Exercise: Please tally the lines in the rows below that contain the string "stone", matching case exactly. Reply with only the number.

(Excerpts of location labeling data)
----------------

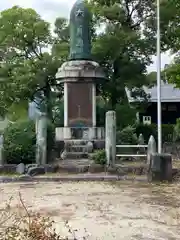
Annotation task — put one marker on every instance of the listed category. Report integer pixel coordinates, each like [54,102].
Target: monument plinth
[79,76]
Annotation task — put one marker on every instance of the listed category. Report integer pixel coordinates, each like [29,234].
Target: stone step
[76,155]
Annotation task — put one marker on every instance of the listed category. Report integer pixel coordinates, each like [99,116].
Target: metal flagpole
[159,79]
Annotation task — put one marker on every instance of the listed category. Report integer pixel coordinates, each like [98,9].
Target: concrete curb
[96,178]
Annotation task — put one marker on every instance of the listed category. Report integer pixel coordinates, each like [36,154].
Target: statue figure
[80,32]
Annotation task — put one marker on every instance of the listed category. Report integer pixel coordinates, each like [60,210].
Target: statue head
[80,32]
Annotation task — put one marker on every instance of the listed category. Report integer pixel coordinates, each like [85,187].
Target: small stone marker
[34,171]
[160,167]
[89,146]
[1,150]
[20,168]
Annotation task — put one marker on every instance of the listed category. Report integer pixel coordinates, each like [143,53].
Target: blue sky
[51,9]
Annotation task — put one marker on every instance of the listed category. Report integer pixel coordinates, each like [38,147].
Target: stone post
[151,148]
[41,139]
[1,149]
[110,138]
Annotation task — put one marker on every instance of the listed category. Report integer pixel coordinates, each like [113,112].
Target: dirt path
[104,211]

----------------

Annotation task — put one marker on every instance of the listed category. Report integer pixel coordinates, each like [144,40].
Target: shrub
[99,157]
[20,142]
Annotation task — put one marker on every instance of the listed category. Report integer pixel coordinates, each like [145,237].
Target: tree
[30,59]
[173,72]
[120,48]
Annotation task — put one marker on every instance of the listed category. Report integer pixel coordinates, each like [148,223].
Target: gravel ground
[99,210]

----------------

Result for this exercise: 3